FRAGMENT DOKUMENTU:
Przejdź do głównych treściPrzejdź do wyszukiwarkiPrzejdź do głównego menu
Reklama orkiestra księżniczek Rzeszów październik 2025
PRZECZYTAJ TAKŻE:
Reklama
Reklama rzeszów miasto sportu 2026

Sawicki o głosowaniu Polski 2050 przeciw noweli o SN: niczego to nie przekreśla, ale jakiś cień na zaufaniu pada

Podziel się
Oceń

W mojej ocenie niczego to jeszcze nie przekreśla, natomiast oczywiście jakiś tam cień na zaufaniu pada. Trzeba się temu przyglądać i o tym rozmawiać - podkreślił poseł Marek Sawicki (PSL) pytany, czy po głosowaniu Polski 2050 przeciw noweli ustawy o SN, PSL straciło zaufanie do tego ugrupowania.
Sawicki o głosowaniu Polski 2050 przeciw noweli o SN: niczego to nie przekreśla, ale jakiś cień na zaufaniu pada
Marek Sawicki (PSL)

DANE ZAREJESTROWANE:

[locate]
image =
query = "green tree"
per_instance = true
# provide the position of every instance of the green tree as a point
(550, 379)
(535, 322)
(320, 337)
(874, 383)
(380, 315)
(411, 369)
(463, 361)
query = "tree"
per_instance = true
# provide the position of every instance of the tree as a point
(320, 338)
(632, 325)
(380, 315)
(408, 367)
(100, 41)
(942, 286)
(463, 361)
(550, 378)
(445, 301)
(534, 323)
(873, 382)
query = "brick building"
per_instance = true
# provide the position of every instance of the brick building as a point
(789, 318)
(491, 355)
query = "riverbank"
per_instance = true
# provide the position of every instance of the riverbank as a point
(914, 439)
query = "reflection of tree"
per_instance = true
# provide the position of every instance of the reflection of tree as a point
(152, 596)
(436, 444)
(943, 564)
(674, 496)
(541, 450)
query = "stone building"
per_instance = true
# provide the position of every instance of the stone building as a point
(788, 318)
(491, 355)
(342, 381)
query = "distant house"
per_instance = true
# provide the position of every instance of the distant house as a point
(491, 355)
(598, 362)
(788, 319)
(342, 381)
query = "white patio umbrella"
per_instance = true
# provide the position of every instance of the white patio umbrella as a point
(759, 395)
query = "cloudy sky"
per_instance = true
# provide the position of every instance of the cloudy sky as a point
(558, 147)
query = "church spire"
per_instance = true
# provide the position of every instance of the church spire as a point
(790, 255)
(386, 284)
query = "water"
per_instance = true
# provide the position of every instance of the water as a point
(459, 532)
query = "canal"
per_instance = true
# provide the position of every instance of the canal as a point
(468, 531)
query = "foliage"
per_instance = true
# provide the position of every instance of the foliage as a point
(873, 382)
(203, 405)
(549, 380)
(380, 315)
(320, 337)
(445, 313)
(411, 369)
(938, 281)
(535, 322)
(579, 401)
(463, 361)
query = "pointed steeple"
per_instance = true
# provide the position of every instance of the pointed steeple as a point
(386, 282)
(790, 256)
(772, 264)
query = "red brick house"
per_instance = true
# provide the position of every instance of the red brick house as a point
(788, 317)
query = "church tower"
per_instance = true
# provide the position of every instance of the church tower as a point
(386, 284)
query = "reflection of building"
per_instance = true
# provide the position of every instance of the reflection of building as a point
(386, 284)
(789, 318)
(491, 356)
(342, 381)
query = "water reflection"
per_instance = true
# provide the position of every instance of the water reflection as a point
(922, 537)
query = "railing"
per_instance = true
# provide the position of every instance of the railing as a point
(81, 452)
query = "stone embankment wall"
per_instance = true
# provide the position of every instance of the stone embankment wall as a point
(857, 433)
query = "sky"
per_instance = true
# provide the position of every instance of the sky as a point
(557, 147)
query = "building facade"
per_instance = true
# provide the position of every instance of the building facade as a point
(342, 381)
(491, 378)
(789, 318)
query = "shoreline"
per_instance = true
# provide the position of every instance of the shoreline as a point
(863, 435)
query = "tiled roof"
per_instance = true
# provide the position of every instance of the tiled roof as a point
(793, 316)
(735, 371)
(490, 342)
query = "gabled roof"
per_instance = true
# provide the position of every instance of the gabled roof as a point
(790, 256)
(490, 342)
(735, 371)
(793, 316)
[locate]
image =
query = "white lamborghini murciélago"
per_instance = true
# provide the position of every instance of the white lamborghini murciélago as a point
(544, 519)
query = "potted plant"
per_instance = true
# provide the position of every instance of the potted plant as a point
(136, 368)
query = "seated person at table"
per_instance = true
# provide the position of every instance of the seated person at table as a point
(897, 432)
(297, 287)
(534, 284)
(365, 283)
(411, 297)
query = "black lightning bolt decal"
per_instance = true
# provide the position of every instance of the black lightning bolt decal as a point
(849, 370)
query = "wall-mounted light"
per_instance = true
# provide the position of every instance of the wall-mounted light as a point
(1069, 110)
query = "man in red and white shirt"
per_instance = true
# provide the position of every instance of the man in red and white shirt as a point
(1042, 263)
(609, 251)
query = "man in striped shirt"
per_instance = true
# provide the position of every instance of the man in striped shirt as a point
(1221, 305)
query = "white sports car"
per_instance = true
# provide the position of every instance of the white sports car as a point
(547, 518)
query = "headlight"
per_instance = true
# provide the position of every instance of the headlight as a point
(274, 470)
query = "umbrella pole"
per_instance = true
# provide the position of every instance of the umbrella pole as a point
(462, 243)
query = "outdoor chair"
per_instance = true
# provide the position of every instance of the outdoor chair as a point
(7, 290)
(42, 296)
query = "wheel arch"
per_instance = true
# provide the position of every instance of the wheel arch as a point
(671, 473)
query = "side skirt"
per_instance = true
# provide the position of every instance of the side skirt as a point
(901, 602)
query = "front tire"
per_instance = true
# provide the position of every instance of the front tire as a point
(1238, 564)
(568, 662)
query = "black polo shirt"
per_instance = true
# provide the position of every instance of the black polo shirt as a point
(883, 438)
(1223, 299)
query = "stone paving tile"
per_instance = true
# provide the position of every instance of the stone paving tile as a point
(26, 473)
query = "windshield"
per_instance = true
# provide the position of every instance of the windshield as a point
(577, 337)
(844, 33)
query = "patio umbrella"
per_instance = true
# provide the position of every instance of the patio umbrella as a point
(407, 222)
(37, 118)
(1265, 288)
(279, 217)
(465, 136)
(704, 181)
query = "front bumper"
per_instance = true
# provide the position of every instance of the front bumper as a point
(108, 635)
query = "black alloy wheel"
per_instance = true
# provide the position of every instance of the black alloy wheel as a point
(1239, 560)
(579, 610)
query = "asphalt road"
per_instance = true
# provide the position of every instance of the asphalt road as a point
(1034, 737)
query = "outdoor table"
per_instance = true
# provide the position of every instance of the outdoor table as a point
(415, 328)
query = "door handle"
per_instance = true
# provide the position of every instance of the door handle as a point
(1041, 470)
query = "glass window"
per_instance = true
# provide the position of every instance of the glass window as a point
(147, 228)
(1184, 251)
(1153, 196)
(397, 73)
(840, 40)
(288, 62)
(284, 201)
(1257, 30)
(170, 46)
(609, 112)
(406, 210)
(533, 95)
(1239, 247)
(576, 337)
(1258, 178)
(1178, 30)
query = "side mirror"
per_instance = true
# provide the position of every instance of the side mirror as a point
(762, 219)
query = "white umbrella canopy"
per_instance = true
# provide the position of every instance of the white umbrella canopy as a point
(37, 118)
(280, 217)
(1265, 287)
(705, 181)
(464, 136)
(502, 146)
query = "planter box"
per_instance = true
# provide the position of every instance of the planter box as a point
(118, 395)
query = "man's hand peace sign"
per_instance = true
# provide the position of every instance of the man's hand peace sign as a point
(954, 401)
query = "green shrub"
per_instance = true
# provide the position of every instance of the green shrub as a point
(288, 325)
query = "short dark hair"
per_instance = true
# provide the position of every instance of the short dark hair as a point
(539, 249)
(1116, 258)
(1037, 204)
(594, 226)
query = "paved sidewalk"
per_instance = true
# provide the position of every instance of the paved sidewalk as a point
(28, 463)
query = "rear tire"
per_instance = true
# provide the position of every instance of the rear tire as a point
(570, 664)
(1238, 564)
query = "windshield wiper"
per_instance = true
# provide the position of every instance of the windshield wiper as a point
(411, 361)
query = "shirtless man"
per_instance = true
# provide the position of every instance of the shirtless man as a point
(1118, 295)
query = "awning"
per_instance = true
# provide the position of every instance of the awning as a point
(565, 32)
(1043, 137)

ZADANIE PISEMNE A: Proszę streścić w jednym zdaniu tekst o wypowiedzi Marka Sawickiego na temat głosowania Polski 2050.
ZADANIE PISEMNE B: Proszę kontynuować tekst o wypowiedzi Marka Sawickiego od miejsca, w którym się kończy.

ODPOWIEDŹ KOŃCOWA A: Poseł Marek Sawicki (PSL), zapytany, czy po głosowaniu Polski 2050 przeciw noweli ustawy o SN PSL straciło zaufanie do tego ugrupowania, ocenił, że niczego to jeszcze nie przekreśla, choć na zaufaniu pada pewien cień i trzeba się temu przyglądać oraz o tym rozmawiać.

ODPOWIEDŹ KOŃCOWA B:
Autor: PAP/Albert Zawada

W piątek Sejm uchwalił nowelizację ustawy o Sądzie Najwyższym, która według autorów ma wypełnić kluczowy "kamień milowy" dla odblokowania przez Komisję Europejską środków z KPO. Za przyjęciem noweli zagłosowało 203 posłów, 52 było przeciw, a 189 osób wstrzymało się od głosu.

Przeciwko uchwaleniu noweli byli wszyscy głosujący posłowie Konfederacji i Polski 2050, dwoje posłów Polskiej Partii Socjalistycznej, Paweł Kukiz i Andrzej Sośnierz z Polskich Spraw. Od głosu wstrzymali się prawie wszyscy parlamentarzyści Koalicji Obywatelskiej - 122, większość posłów Lewicy - 35 oraz wszystkich 22 posłów PSL. Głos wstrzymujący oddali także posłowie Porozumienia, dwóch posłów Kukiz15, dwóch posłów niezrzeszonych i Robert Kwiatkowski z PPS.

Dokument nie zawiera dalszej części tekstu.